[[ Material for this task open ]]
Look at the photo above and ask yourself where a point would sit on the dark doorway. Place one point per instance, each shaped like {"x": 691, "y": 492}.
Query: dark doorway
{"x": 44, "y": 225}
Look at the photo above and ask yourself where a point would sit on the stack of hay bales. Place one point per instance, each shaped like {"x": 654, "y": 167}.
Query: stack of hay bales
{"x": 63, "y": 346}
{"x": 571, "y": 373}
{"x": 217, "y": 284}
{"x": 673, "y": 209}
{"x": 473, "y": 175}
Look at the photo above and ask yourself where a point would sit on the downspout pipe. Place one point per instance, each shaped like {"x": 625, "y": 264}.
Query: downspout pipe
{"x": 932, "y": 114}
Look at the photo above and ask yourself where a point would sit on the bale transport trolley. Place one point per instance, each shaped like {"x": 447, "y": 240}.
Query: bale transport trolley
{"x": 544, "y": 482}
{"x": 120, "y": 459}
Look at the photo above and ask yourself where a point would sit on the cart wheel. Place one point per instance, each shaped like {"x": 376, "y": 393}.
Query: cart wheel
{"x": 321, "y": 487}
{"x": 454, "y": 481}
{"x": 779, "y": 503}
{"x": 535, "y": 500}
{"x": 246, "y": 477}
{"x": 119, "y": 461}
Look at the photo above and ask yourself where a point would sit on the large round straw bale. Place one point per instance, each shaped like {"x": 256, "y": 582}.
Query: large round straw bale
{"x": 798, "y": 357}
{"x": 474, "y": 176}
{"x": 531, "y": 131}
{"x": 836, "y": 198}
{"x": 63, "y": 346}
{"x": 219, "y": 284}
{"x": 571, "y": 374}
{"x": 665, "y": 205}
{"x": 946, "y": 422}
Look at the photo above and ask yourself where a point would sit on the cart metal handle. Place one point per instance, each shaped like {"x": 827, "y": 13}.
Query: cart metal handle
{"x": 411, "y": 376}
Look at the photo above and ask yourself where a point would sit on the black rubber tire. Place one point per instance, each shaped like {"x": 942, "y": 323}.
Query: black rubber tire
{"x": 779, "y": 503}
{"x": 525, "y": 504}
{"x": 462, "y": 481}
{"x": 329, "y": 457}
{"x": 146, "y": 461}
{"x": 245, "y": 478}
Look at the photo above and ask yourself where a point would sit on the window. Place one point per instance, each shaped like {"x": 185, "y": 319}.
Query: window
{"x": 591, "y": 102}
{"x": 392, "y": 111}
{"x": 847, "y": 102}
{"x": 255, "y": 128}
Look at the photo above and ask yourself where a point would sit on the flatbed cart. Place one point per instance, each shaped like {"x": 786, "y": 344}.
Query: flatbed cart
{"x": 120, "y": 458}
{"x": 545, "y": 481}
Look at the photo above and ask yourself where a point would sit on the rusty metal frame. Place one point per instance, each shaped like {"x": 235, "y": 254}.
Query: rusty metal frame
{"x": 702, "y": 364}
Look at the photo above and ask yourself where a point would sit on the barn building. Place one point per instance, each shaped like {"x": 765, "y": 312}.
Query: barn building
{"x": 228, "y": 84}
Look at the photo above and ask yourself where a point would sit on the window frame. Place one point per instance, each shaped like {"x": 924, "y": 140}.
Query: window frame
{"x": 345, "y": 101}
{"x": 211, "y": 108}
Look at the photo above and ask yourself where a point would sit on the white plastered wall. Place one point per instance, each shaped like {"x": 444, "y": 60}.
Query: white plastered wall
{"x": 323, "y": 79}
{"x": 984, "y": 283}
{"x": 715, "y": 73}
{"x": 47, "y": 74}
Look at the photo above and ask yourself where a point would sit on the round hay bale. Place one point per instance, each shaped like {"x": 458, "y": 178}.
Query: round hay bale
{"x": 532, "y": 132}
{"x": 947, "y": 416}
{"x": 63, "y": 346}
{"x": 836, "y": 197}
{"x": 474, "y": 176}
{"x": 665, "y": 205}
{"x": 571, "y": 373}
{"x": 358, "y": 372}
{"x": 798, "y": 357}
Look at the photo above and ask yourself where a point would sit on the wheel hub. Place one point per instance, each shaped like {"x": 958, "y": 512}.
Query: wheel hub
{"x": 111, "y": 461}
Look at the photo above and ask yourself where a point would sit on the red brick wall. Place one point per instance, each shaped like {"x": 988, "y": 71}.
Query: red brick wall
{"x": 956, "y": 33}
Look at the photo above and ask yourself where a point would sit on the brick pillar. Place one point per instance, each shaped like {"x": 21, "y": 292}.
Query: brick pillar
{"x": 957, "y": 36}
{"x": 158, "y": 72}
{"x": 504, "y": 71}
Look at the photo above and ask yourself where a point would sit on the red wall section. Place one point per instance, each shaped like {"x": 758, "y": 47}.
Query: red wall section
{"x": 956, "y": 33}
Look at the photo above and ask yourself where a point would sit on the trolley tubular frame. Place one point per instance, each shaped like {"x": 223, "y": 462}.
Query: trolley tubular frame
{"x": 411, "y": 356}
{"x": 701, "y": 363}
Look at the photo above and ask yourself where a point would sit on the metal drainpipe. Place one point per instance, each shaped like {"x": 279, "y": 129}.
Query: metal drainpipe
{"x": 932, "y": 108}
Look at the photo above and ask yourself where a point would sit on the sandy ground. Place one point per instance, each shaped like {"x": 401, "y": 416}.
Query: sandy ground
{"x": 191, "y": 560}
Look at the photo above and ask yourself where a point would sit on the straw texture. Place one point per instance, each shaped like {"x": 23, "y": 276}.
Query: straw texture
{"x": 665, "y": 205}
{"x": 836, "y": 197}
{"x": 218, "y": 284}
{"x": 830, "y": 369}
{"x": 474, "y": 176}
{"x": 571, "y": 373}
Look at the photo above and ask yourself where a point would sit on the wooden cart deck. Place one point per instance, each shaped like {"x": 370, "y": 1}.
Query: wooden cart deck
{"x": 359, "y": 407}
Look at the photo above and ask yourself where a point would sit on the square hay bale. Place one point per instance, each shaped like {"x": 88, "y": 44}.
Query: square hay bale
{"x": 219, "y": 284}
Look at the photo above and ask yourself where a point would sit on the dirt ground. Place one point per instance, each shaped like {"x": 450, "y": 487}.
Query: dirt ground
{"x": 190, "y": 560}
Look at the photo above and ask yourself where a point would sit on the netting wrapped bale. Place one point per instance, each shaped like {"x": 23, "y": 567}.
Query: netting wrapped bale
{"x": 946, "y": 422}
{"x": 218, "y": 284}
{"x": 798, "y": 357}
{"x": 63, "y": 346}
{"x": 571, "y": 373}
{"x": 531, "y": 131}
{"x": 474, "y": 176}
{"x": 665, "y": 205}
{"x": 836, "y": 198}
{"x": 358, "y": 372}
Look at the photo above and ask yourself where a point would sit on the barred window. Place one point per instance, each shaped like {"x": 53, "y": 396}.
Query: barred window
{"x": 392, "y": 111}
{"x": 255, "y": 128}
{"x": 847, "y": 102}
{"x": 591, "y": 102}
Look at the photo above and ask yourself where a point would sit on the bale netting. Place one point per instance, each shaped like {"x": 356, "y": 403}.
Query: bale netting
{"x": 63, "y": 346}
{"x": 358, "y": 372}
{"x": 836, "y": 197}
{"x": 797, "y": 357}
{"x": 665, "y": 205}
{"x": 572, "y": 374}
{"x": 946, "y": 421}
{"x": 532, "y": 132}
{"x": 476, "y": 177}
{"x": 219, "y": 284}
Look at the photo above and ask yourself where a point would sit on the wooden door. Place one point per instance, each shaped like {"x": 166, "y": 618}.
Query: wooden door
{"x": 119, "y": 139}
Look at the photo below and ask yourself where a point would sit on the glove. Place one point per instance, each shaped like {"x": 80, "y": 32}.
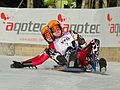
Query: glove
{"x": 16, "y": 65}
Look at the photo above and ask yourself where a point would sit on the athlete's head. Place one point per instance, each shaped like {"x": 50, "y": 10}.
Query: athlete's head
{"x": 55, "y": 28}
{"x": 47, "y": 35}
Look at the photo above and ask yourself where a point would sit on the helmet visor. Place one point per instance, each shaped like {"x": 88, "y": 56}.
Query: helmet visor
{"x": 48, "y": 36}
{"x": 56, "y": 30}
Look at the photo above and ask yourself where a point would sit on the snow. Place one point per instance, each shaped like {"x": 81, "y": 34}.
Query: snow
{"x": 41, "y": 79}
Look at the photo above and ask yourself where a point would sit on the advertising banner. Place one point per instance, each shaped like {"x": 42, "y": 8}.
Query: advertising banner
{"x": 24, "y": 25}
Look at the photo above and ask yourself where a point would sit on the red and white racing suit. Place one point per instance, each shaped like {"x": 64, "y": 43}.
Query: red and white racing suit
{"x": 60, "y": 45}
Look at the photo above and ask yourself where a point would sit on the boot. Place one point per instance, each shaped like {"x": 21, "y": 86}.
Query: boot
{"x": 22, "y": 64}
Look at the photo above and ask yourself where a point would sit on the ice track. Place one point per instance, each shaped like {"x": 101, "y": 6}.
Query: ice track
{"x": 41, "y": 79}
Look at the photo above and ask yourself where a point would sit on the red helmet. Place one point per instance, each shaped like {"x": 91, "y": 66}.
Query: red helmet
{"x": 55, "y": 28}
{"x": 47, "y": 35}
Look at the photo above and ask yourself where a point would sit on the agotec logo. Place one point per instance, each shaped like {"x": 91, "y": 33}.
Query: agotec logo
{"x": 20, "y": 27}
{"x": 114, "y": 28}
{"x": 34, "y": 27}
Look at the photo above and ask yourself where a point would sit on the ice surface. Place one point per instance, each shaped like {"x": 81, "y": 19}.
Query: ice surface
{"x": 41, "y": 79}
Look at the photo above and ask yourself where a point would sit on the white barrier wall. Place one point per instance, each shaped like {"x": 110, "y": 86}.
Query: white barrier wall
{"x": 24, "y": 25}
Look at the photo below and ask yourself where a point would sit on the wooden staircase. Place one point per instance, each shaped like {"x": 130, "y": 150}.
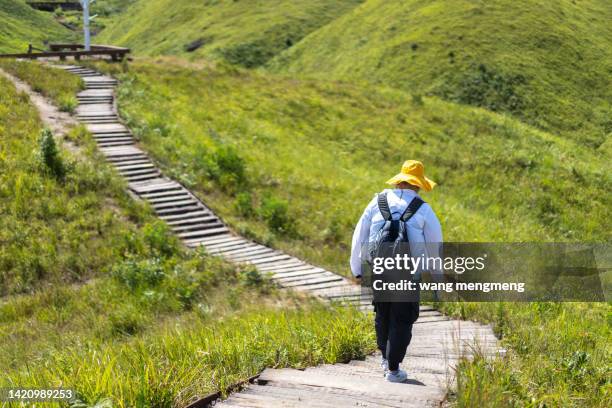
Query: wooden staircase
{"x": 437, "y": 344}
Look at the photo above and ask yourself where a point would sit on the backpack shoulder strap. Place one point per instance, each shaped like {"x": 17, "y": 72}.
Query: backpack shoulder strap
[[ Material for this task closed ]]
*Problem*
Extract from the records above the lines from the one containing "the bale transport" to the one containing "the cart wheel.", both lines included, exactly as they appear and with nothing else.

*Response to this exercise*
Look at the photo above and ask yourself where a point would sit on the bale transport trolley. Place one point per instance, each shaped like {"x": 447, "y": 240}.
Query: bale transport trolley
{"x": 544, "y": 482}
{"x": 120, "y": 459}
Look at the photo above and ask yourself where a point would sit on the cart wheel. Place one point per instance, each shaped like {"x": 376, "y": 393}.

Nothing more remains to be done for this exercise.